Whichever lines include the word "white", copy them as they appear in the data.

━━━━━━━━━━

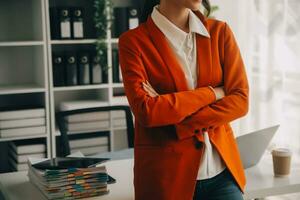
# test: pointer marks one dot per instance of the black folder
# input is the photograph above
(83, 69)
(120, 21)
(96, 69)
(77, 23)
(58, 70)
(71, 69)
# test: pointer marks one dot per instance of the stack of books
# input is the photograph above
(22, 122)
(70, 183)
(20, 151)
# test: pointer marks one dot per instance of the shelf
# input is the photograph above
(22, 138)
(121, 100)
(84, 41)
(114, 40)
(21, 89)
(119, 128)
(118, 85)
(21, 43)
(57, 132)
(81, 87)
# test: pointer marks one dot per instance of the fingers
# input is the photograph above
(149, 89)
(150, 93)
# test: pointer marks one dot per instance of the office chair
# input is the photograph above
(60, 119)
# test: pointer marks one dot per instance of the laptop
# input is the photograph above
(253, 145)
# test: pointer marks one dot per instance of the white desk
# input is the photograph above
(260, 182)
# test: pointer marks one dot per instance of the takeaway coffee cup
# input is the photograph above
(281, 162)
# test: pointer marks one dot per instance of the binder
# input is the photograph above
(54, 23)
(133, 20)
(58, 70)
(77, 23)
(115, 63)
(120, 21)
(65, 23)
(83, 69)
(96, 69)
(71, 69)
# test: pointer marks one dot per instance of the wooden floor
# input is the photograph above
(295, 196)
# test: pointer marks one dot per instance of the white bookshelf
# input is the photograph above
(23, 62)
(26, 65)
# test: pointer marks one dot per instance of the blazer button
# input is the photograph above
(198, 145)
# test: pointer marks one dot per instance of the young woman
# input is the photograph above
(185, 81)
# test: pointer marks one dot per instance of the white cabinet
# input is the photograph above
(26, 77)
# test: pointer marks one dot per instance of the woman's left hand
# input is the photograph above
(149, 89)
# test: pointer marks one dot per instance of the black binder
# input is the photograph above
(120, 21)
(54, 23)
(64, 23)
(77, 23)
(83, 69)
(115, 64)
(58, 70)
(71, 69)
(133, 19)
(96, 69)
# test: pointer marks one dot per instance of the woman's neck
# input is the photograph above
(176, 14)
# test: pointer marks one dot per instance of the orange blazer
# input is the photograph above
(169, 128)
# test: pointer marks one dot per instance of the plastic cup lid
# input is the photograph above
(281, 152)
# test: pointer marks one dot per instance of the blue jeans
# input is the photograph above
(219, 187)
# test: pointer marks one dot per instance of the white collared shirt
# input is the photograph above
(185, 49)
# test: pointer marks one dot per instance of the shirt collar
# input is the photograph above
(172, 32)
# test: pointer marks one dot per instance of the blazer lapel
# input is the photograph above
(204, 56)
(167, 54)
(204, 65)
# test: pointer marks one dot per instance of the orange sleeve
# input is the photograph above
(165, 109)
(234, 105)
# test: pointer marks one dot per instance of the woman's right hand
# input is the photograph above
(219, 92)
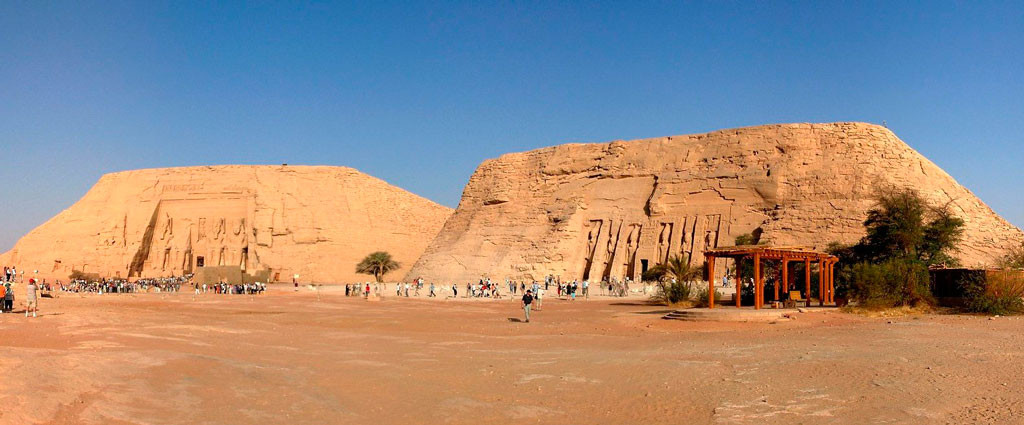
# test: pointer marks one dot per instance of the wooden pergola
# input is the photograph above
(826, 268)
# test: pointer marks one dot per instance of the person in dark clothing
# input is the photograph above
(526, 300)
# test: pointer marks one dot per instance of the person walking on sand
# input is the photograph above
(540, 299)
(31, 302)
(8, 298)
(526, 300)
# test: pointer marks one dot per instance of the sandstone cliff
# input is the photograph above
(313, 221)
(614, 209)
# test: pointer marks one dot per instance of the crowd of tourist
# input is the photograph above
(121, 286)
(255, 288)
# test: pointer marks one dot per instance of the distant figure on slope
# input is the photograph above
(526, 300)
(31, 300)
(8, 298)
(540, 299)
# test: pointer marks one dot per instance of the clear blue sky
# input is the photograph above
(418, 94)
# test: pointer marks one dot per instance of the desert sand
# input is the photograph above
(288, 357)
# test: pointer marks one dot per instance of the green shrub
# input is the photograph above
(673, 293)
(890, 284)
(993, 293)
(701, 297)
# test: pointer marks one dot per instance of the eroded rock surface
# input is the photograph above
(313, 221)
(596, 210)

━━━━━━━━━━

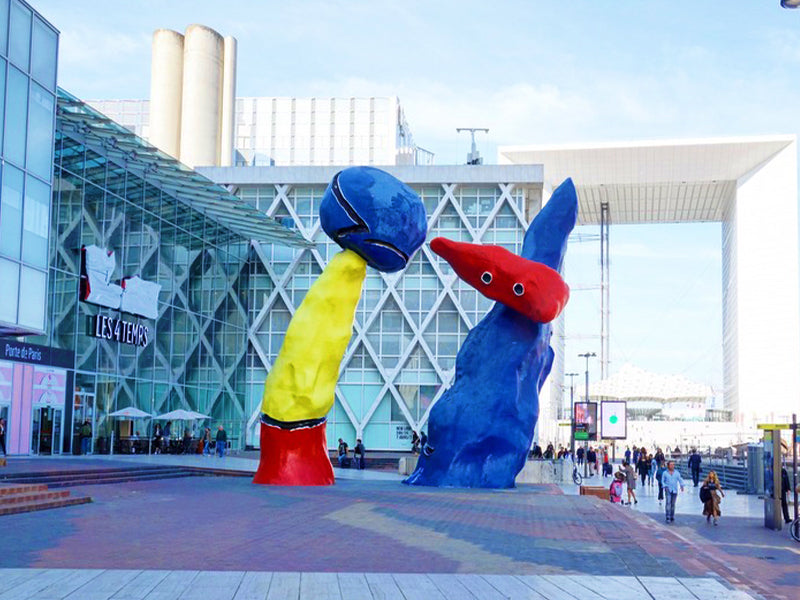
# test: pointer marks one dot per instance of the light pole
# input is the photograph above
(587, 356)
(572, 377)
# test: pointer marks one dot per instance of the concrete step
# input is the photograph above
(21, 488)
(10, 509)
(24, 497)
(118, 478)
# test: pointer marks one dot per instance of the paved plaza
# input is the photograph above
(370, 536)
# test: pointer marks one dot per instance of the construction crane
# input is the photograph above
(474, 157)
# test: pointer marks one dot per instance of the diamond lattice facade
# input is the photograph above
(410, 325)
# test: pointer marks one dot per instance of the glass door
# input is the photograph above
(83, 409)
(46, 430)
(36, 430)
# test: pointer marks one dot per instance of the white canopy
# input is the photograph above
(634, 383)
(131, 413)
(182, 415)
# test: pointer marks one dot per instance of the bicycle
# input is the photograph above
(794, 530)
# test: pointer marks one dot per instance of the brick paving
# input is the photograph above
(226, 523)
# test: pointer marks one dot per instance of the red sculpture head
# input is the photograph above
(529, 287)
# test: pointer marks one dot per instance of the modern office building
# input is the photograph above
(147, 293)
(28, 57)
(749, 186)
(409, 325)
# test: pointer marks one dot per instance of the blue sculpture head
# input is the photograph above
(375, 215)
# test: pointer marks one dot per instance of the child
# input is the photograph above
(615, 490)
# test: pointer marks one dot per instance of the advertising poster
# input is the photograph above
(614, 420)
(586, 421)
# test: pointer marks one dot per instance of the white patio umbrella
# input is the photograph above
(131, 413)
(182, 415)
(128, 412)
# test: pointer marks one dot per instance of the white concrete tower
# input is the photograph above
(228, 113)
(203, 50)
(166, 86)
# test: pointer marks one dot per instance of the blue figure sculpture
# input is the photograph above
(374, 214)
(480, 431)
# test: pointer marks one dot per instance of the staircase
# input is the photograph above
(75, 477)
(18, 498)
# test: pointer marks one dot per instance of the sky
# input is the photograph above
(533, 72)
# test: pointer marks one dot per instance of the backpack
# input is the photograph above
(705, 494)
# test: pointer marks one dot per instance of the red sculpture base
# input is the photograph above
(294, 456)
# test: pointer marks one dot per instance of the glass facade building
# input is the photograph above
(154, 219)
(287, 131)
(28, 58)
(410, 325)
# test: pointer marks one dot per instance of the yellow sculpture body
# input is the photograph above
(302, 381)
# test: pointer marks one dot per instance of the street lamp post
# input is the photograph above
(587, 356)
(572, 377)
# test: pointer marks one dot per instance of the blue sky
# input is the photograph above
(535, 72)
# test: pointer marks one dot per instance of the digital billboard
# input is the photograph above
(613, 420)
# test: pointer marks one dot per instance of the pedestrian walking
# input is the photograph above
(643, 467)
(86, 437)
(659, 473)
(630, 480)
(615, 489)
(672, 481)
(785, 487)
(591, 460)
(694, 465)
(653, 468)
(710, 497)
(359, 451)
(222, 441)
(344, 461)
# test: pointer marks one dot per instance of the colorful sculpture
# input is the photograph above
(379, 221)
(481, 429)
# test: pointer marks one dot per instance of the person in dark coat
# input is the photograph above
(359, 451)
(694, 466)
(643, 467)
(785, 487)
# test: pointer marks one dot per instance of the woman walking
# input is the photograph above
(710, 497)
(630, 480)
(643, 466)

━━━━━━━━━━

- _SOLUTION BELOW_:
# test: pointer marks one dot per instance of the white desk
# test: pointer marks one dot per instance of the white bookshelf
# test: pointer marks one dot per instance of the white cabinet
# test: pointer marks one dot per instance of the white collared shirt
# test: pointer marks one dot per instance of the white canopy
# test: pointer marks one dot per instance of the white patio umbrella
# test: pointer marks one dot per instance of the white concrete tower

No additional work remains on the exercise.